_Consignes de travail:_
1 – Selon le texte sur Les Trois Sœurs, qui signe l'adaptation et la mise en scène de la pièce jouée à la Manufacture ?
2 – Renvoyez, s'il vous plaît, sans aucune modification, le passage du texte sur Les Trois Sœurs qui va de « J'avais vraiment hâte » jusqu'à « venu prendre congé... » inclus.

_Texte étudié:_
════════════════

Les Trois Soeurs.

Nous sommes le mercredi 1 février 2011, et ce soir à la Manufacture, on joue Tchekhov, Les Trois Sœurs. Adaptation et mise en scène Michel Dezoteux.

RÉPÉTITIONS ...



J'avais vraiment hâte d'aller voir cette pièce, elle tombait à point nommé. En effet au conservatoire nous travaillions au même moment sur La Mouette et j'avais du mal à me représenter réellement l'univers de Tchekhov, il fallait que j'arrive à matérialiser l'idée abstraite que je me faisais de son théâtre.

Les trois sœurs !


Ce à quoi je me suis d'abord le plus attaché c'est le jeu des acteurs et l'intention. En effet je trouve que Tchekhov  est très difficile à jouer dans le sens où on peut vite tomber dans un espèce de ton niais, ou bien à l'inverse une sorte d’emphase, surtout lorsqu'il s'agit de scènes entre amants ou entre mère et enfants. Je pense à cette scène par exemple, parmi d'autres :

"OLGA. La voilà qui vient.
Entre Macha.
VERCHININE. Je suis venu prendre congé...
Olga s'écarte un peu pour ne pas gêner les adieux
.
MACHA, le regardant dans les yeux. Adieu!
Un long baiser.

OLGA.
Voyons, voyons...
Macha sanglote fort.

VERCHININE.
Écris-moi... N'oublie pas ! Laisse-moi... il est temps... Olga, prenez-la, il me faut... Il est temps... je suis en retard...
Très ému, il baise les mains d'Olga, puis étreint Macha encore une fois et sort rapidement.
OLGA. Macha, voyons! Arrête, ma chérie...
Entre Koulyguine.
KOULYGUINE, troublé. Ça ne fait rien, laisse-la pleurer, laisse... Tu es ma petite Macha, ma bonne, ma gentille Macha... Tu es ma femme, et quoi qu'il arrive, je suis heureux... Je ne me plains pas, je ne te reproche rien, rien du tout... tiens, Olga en est témoin... Nous allons commencer à vivre comme avant et, de ma part, tu n'entendras pas le moindre mot, pas la moindre allu­sion...

════════════════

_Données fournies:_
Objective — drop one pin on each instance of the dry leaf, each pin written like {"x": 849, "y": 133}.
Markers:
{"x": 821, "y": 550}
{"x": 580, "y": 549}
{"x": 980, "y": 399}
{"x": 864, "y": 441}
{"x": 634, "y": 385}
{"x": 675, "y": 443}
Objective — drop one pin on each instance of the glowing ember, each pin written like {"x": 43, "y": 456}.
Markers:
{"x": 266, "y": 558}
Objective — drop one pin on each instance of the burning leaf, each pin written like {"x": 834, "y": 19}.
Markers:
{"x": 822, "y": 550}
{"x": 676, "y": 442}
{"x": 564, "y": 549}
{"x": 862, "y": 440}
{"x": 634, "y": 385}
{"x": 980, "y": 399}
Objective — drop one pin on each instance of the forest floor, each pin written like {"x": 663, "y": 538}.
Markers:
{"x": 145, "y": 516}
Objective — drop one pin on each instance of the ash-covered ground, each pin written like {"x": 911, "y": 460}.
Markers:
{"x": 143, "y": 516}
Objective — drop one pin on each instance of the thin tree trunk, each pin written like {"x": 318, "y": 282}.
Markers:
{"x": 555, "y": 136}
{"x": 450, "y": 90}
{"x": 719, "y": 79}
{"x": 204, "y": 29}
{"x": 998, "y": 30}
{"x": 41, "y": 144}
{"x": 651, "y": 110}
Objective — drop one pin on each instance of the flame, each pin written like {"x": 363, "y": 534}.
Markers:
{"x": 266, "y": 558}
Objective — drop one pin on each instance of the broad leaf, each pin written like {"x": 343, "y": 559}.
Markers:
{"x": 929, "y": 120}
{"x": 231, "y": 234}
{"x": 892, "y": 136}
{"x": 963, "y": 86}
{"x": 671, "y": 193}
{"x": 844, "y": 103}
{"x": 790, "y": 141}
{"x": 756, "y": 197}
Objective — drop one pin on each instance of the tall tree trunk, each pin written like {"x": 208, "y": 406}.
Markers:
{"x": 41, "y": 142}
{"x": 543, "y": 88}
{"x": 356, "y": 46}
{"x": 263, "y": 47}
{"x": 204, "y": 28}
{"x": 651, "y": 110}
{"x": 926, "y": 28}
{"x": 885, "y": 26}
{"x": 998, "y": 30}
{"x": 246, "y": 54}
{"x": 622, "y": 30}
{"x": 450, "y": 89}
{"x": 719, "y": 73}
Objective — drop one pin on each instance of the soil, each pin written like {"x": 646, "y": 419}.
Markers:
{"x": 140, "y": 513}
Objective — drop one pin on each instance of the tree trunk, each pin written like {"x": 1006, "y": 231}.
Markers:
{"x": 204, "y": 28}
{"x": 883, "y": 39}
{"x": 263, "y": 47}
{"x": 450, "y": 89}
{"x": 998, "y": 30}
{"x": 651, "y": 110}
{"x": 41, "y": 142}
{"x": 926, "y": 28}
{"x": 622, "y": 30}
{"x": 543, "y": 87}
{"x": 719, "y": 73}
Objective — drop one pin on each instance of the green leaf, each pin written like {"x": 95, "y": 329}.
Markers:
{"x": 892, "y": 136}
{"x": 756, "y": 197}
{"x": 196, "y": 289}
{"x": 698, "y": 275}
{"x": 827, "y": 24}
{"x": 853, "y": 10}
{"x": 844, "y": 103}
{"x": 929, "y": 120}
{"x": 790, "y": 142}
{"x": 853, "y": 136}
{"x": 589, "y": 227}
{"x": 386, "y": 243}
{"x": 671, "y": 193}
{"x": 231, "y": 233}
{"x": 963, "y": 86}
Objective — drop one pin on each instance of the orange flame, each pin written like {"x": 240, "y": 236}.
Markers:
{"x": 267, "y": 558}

════════════════

_Corrigé:_
1 – Michel Dezoteux.

2 –
J'avais vraiment hâte d'aller voir cette pièce, elle tombait à point nommé. En effet au conservatoire nous travaillions au même moment sur La Mouette et j'avais du mal à me représenter réellement l'univers de Tchekhov, il fallait que j'arrive à matérialiser l'idée abstraite que je me faisais de son théâtre.

Les trois sœurs !


Ce à quoi je me suis d'abord le plus attaché c'est le jeu des acteurs et l'intention. En effet je trouve que Tchekhov  est très difficile à jouer dans le sens où on peut vite tomber dans un espèce de ton niais, ou bien à l'inverse une sorte d’emphase, surtout lorsqu'il s'agit de scènes entre amants ou entre mère et enfants. Je pense à cette scène par exemple, parmi d'autres :

"OLGA. La voilà qui vient.
Entre Macha.
VERCHININE. Je suis venu prendre congé...